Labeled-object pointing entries

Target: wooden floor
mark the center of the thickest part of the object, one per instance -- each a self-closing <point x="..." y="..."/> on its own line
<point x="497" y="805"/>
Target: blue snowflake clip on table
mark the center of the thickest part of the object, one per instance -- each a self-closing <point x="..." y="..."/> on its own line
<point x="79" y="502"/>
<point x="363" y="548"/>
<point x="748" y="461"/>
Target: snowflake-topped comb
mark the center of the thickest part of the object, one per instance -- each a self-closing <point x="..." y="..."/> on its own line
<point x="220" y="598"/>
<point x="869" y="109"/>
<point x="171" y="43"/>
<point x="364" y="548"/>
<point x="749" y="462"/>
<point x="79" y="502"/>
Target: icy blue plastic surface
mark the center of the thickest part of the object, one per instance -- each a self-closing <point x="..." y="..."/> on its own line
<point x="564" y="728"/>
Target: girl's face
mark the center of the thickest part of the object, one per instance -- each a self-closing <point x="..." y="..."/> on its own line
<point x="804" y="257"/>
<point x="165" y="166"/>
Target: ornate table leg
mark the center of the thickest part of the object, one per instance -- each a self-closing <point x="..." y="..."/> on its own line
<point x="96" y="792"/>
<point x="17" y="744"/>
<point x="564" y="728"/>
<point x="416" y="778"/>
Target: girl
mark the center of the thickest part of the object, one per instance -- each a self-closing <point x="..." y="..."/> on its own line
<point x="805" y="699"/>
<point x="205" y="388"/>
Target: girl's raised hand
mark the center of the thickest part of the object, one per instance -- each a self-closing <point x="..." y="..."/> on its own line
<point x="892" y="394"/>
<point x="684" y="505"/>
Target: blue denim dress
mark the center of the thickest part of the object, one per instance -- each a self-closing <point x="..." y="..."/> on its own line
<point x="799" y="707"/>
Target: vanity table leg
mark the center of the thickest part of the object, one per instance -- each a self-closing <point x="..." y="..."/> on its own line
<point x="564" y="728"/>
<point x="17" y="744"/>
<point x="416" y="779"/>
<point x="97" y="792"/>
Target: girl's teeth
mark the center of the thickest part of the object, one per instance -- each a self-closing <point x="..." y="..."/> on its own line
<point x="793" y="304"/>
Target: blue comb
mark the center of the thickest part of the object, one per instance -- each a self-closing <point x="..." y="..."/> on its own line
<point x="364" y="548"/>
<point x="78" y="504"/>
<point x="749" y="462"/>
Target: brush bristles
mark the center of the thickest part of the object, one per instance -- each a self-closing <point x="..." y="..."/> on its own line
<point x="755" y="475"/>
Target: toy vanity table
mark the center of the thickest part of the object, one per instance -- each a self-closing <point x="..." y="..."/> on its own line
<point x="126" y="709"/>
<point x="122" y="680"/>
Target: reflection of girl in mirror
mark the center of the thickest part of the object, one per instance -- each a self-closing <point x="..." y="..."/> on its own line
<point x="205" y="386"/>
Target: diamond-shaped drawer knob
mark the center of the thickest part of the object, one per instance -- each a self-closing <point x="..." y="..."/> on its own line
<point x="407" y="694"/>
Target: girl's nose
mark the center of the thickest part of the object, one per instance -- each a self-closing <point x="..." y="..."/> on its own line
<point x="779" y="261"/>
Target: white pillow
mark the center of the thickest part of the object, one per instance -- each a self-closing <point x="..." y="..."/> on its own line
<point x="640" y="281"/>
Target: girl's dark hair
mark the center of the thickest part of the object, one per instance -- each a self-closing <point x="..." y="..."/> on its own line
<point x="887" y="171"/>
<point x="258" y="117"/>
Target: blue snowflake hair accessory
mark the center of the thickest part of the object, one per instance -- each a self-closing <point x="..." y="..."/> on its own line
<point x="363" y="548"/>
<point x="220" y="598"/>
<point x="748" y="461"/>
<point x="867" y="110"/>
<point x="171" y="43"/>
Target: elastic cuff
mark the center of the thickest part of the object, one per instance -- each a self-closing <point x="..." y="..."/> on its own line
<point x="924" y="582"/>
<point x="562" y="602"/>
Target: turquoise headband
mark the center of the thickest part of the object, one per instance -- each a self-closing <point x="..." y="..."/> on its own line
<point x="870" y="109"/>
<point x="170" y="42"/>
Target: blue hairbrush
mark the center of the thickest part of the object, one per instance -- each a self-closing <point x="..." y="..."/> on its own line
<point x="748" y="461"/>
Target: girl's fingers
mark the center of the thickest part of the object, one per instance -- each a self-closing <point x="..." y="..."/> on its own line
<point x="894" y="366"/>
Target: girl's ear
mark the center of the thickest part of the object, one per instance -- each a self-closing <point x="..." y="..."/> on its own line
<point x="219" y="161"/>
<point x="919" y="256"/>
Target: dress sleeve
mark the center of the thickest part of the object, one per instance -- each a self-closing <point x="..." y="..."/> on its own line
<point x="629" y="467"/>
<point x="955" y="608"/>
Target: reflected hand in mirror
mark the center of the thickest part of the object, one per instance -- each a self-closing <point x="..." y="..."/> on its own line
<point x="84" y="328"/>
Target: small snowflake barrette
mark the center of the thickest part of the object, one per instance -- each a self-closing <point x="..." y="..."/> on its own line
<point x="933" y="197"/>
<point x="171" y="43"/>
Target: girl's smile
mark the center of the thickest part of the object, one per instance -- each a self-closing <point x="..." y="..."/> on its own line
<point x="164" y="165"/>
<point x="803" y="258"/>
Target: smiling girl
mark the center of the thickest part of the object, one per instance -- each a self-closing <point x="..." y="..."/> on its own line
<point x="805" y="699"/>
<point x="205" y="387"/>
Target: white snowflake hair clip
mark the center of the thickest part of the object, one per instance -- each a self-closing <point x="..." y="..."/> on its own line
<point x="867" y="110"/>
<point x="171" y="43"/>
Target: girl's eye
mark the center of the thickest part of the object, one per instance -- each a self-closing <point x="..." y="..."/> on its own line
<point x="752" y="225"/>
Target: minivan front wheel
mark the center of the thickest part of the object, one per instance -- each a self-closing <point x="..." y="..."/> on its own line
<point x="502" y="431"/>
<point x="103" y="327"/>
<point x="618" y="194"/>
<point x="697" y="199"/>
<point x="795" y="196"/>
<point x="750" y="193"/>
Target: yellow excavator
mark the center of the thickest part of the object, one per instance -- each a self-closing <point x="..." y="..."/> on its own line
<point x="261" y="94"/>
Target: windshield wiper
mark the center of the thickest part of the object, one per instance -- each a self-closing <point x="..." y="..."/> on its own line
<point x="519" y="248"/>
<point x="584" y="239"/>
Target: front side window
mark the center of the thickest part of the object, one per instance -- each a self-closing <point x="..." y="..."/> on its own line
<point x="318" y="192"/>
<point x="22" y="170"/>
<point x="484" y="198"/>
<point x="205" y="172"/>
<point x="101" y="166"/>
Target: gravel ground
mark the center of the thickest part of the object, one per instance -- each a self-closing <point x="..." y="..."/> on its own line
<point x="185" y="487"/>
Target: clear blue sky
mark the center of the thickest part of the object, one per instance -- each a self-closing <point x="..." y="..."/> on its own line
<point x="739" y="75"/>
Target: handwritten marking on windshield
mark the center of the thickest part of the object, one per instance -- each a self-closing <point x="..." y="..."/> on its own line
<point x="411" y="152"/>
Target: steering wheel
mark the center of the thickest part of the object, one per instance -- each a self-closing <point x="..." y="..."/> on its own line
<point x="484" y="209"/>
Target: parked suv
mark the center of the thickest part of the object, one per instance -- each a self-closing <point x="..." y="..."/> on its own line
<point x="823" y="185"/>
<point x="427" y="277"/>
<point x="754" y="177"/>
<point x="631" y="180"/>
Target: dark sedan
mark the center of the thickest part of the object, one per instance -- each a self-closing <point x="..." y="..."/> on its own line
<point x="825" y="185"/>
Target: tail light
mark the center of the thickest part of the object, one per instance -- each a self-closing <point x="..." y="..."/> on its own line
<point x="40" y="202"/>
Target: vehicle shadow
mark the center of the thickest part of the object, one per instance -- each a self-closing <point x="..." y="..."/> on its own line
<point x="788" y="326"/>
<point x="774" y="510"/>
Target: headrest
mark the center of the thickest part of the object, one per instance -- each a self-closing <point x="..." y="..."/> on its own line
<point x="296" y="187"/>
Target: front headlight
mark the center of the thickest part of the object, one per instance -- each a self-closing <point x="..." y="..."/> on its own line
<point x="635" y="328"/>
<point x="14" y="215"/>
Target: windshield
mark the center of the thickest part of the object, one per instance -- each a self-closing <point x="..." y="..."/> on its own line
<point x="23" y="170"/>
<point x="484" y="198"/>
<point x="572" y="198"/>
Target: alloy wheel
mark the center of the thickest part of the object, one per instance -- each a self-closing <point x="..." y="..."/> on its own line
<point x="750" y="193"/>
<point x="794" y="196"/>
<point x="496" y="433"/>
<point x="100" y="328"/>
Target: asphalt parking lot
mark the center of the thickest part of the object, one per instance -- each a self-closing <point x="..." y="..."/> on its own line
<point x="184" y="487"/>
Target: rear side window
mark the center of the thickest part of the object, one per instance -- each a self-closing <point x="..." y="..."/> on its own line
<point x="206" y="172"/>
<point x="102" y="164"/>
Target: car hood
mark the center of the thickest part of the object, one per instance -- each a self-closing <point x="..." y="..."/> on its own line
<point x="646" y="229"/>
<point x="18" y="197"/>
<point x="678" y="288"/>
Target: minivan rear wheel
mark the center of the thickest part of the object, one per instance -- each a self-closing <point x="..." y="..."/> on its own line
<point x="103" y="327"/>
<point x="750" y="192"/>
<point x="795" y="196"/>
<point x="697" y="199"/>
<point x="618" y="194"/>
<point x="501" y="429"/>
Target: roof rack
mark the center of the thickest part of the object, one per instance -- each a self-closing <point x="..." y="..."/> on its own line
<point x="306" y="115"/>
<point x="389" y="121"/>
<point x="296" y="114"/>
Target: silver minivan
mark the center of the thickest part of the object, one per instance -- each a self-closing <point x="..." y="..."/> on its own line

WORK TO BE COMPLETED
From the line holding "Target: alloy wheel" through the last line above, reproduce each line exactly and add nothing.

WRITTEN SOLUTION
Target: alloy wheel
mark the center of the thickest part of the object, one per instance -- each a self-closing <point x="..." y="..."/> on its own line
<point x="750" y="193"/>
<point x="794" y="196"/>
<point x="496" y="433"/>
<point x="100" y="328"/>
Target: asphalt parking lot
mark the center of the thickest part of the object, one per instance -- each a self-closing <point x="..." y="..."/> on its own line
<point x="184" y="487"/>
Target: rear side window
mark the center of the thickest part of the object, one per instance -- each a self-closing <point x="..." y="..."/> on its own line
<point x="206" y="172"/>
<point x="102" y="164"/>
Target: car hood
mark the center of the thickest part of the object, one per instance -- each a self-closing <point x="..." y="..."/> on its own line
<point x="646" y="229"/>
<point x="18" y="197"/>
<point x="678" y="288"/>
Target: minivan rear wheel
mark the center of the thickest part of the object, one per instance -- each a self-closing <point x="..." y="..."/> on its own line
<point x="103" y="327"/>
<point x="750" y="192"/>
<point x="795" y="196"/>
<point x="697" y="199"/>
<point x="618" y="194"/>
<point x="501" y="429"/>
Target: roof rack
mark the center of the thickest part of the object, one per instance -- each a self-closing <point x="..." y="..."/> on its own line
<point x="306" y="115"/>
<point x="389" y="121"/>
<point x="296" y="114"/>
Target: silver minivan
mark the center of the thickest part of the object, one per instance -- each a self-closing <point x="..." y="..."/> on its own line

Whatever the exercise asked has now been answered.